▸ **WHAT NEEDS TO BE DONE**: Repeat the data from the line with "outline: cobblestone pavement" through the end, replacing "street lamp" with "lamppost" and leaving everything else unchanged.

▸ **STORED RECORDS**:
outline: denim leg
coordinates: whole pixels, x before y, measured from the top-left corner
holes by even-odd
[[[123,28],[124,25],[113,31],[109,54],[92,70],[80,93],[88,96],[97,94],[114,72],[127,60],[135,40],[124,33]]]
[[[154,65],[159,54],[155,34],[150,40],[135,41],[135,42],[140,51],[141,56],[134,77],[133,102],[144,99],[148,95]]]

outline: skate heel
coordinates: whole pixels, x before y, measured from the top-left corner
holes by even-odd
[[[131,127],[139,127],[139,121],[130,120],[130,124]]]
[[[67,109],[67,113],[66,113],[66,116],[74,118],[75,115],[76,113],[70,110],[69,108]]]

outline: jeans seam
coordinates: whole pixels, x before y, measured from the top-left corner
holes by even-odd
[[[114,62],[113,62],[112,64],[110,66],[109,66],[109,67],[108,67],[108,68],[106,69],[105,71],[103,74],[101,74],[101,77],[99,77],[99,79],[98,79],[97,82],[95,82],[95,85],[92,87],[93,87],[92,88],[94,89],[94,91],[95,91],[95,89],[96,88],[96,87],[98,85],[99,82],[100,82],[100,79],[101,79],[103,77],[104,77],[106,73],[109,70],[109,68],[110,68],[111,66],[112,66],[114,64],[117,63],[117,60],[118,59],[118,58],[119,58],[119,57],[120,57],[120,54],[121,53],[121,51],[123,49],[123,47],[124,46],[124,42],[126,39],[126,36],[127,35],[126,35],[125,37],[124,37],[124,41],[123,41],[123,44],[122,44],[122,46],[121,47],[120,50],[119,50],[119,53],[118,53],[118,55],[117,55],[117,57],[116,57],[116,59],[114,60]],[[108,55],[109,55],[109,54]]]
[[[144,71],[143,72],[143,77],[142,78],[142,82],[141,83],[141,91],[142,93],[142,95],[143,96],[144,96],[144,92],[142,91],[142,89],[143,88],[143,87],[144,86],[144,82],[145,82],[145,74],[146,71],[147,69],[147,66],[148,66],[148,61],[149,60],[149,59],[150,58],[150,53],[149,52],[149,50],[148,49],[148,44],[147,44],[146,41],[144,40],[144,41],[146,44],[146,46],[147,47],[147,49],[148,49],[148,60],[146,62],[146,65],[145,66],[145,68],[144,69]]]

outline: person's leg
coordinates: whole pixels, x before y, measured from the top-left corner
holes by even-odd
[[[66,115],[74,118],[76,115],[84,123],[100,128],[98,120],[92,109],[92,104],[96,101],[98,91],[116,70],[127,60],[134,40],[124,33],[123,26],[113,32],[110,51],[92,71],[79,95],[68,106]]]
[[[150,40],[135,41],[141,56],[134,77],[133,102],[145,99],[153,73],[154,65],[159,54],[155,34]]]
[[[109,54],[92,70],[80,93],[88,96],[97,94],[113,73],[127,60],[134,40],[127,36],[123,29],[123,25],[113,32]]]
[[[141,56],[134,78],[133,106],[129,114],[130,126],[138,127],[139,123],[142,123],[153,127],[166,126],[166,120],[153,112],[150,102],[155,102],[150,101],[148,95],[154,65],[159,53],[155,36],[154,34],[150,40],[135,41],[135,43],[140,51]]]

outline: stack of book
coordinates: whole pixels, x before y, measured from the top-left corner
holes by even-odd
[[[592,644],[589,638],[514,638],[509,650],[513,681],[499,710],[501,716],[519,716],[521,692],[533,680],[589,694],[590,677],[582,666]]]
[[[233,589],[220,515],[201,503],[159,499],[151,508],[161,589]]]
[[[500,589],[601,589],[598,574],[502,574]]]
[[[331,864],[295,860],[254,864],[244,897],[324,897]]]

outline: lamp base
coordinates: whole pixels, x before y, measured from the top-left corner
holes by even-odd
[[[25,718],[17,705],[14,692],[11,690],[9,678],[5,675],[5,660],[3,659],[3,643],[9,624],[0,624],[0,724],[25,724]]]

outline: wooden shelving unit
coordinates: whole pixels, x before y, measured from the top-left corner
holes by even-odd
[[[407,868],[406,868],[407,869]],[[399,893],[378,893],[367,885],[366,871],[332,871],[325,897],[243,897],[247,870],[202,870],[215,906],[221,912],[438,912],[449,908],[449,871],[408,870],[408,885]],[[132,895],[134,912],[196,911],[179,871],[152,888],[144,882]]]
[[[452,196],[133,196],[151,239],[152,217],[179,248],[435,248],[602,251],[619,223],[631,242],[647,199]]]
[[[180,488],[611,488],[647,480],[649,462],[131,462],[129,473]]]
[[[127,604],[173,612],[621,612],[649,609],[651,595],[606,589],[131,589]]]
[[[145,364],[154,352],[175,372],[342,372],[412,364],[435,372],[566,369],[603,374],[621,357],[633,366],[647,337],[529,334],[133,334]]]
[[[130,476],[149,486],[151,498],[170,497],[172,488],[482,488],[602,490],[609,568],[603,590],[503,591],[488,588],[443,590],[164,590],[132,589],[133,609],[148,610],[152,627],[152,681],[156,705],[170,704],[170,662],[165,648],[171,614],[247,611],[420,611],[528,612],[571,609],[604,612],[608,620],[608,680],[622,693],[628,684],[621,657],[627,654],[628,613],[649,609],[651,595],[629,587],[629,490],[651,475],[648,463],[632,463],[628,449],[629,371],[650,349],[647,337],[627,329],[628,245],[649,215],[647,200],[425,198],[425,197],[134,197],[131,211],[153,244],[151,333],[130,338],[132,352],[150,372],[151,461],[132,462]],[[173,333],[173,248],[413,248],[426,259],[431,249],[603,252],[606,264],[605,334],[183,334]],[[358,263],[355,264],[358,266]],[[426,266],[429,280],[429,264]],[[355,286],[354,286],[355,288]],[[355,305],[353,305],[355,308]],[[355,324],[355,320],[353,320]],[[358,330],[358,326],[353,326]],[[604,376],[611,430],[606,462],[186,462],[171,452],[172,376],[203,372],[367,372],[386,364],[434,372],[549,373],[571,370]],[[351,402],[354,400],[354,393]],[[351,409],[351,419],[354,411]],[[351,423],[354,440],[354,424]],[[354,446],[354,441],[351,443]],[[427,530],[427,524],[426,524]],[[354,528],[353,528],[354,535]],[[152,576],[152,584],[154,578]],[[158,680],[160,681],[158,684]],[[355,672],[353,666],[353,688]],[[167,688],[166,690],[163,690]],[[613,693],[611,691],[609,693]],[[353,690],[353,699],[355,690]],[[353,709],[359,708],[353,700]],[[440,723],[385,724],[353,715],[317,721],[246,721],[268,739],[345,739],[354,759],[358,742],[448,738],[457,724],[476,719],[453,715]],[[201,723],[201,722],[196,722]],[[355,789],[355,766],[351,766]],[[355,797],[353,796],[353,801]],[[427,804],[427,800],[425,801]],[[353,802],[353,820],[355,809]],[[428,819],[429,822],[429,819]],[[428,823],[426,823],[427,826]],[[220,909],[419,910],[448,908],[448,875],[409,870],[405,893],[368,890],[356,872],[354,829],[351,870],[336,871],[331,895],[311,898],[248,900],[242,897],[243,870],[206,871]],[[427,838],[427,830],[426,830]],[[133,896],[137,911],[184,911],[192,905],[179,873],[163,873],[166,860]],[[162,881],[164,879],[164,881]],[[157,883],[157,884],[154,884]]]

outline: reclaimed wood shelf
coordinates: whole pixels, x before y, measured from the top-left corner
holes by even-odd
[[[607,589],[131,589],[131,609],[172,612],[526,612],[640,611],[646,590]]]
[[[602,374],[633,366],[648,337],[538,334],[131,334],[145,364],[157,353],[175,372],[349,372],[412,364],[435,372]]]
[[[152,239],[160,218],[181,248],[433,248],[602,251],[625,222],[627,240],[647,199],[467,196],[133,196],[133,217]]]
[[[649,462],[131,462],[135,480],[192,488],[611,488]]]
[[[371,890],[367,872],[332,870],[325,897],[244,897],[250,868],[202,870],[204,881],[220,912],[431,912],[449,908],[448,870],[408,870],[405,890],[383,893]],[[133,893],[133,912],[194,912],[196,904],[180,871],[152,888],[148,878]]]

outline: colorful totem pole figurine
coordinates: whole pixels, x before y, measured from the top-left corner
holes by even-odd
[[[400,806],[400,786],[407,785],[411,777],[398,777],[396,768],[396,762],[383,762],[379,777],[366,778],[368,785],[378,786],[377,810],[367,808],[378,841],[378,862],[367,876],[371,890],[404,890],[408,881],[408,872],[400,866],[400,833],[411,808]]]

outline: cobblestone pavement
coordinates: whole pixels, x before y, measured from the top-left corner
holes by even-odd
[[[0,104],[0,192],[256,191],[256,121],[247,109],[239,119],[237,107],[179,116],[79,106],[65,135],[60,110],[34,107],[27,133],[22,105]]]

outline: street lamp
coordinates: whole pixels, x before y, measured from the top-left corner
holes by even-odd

▸ **REPLY TO THE EXERCISE**:
outline: cobblestone pavement
coordinates: whole pixels, x before y, measured from the top-left corner
holes by even-odd
[[[0,104],[0,192],[256,191],[256,121],[247,109],[239,119],[237,107],[179,116],[79,106],[65,135],[60,110],[34,107],[27,133],[22,105]]]

outline: lamppost
coordinates: whole pixels, x before y, measured from the top-left corner
holes by even-odd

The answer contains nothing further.